----- DATA PROVIDED
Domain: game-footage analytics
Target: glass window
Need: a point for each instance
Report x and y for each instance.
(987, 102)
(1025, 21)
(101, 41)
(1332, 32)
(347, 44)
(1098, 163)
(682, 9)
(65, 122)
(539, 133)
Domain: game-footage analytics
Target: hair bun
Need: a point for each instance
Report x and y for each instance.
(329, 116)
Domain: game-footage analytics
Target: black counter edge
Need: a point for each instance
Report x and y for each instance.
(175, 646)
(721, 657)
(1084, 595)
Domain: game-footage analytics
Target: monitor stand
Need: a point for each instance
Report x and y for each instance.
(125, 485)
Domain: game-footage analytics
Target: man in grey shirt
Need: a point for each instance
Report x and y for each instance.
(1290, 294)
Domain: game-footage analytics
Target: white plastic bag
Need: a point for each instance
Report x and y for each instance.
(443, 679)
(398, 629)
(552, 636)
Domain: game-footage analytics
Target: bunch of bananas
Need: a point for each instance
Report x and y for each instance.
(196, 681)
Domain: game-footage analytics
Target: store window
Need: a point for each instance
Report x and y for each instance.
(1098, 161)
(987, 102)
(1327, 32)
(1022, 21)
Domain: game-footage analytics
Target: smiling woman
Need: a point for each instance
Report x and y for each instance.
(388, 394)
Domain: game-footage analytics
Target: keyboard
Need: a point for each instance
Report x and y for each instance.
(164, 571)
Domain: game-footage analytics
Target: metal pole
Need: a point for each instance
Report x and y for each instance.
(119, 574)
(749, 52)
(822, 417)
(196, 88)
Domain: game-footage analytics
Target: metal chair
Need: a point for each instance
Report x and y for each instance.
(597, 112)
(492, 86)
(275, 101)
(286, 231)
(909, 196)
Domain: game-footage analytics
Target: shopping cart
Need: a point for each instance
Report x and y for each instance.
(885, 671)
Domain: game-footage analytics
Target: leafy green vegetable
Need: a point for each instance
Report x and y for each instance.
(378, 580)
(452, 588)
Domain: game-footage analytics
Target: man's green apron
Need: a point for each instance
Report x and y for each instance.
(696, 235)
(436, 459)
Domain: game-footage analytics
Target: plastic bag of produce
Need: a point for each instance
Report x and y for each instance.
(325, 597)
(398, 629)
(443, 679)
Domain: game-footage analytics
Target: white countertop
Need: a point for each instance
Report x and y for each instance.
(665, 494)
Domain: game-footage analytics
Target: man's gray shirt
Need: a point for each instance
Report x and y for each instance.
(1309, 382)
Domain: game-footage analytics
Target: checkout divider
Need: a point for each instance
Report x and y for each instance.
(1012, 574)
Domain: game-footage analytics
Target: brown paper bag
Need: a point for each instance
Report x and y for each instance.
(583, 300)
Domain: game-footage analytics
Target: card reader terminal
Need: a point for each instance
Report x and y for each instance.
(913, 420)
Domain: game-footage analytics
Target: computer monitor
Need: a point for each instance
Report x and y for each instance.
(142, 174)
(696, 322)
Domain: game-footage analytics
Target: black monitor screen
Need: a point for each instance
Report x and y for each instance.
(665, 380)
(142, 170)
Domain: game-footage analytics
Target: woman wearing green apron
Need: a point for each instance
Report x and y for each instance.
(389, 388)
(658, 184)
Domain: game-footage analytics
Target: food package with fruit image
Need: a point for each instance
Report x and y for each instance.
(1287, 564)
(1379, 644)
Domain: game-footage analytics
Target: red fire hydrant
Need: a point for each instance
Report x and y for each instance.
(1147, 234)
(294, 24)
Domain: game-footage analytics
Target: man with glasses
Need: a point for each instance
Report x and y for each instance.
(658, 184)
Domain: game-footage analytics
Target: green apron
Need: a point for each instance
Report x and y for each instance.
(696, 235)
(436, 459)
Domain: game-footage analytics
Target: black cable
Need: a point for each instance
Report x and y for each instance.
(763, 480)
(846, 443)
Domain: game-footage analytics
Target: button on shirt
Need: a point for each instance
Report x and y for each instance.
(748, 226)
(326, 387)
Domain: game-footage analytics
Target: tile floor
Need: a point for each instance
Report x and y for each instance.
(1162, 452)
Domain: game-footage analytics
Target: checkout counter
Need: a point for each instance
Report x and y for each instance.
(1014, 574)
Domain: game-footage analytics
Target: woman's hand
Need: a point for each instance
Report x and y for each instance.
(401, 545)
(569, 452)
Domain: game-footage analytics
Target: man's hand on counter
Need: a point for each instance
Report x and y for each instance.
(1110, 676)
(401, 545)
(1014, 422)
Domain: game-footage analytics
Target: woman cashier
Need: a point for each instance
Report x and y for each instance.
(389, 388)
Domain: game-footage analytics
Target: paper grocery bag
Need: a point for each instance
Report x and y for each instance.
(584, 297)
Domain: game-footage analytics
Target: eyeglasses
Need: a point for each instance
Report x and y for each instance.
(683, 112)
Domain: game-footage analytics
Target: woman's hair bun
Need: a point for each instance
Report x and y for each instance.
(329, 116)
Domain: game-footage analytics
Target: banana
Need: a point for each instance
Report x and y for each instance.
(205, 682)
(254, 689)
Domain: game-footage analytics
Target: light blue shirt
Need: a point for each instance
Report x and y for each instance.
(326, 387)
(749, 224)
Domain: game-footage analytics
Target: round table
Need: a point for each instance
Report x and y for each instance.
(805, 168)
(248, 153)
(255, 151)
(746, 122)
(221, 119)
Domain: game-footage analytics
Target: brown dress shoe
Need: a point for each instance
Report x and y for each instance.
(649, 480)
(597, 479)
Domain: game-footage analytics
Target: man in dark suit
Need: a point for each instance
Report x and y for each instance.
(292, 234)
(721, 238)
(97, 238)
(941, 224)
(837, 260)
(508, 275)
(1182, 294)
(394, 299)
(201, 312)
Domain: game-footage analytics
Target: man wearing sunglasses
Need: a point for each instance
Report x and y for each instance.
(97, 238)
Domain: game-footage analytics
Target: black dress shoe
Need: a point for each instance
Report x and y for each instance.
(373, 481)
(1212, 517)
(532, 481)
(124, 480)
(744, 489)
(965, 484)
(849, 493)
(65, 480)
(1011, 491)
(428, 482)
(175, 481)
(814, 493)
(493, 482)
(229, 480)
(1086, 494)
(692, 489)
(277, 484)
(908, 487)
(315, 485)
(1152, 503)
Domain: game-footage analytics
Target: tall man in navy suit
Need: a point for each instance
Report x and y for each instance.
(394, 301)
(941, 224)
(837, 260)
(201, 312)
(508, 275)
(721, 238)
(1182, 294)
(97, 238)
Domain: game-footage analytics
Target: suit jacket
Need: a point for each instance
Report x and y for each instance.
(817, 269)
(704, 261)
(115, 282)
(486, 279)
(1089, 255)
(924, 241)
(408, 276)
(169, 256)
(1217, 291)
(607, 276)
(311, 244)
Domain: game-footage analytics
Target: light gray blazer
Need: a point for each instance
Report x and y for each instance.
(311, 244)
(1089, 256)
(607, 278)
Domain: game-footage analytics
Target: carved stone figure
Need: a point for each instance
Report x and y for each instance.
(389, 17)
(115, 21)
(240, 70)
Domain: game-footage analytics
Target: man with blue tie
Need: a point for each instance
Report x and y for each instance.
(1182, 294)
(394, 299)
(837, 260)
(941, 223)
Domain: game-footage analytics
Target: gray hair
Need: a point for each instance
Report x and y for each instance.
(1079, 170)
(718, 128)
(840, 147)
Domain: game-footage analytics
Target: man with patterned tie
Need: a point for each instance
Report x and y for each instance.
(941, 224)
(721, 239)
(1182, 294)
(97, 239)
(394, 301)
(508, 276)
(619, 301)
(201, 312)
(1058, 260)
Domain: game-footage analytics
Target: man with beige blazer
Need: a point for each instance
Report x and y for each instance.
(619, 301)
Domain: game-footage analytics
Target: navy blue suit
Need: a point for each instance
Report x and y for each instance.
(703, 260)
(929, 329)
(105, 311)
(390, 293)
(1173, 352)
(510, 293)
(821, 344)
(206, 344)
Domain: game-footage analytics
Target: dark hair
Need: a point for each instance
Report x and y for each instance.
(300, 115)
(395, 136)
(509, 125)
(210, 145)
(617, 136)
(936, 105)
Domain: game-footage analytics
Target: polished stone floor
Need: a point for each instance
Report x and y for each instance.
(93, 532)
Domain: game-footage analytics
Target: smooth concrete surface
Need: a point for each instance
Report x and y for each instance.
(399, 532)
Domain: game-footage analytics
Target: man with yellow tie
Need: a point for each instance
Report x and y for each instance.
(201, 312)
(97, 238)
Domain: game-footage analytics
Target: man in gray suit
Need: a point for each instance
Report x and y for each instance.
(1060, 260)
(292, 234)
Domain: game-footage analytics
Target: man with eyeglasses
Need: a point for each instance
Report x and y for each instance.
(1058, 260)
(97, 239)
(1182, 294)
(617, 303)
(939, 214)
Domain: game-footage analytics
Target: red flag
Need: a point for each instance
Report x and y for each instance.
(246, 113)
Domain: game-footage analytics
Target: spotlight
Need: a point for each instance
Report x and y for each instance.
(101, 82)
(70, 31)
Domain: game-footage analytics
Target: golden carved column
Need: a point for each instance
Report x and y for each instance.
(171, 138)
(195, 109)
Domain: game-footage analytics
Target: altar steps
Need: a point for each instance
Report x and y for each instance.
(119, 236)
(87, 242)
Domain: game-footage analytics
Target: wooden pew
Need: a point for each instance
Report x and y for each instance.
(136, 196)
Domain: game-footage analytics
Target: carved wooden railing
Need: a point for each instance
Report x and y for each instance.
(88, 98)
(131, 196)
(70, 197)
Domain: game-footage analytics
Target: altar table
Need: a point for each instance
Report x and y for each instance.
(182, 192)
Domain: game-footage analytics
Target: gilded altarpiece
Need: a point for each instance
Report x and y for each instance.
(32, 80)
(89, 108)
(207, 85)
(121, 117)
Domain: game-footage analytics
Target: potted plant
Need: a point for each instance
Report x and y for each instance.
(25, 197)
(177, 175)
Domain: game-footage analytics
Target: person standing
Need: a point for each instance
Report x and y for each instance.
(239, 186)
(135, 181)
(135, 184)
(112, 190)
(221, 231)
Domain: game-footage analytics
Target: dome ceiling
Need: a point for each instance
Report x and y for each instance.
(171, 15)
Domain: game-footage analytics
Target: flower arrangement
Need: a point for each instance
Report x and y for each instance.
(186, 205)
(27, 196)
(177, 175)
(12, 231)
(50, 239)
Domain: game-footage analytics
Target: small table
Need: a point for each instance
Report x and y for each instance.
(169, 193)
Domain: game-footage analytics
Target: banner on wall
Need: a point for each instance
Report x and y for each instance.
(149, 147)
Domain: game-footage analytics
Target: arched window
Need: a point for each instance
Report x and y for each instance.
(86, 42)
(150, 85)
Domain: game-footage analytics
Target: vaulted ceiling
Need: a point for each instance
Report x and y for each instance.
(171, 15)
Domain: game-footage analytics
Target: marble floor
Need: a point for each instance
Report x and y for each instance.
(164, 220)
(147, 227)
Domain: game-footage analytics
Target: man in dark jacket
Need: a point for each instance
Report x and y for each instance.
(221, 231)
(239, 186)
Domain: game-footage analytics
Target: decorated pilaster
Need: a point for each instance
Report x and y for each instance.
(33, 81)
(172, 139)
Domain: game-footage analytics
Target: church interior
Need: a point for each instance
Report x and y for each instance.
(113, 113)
----------
Where a line of the records has the string "carved", return that line.

RESULT OF THE EXERCISE —
Target: carved stone figure
Target: golden carved column
Target: carved wooden railing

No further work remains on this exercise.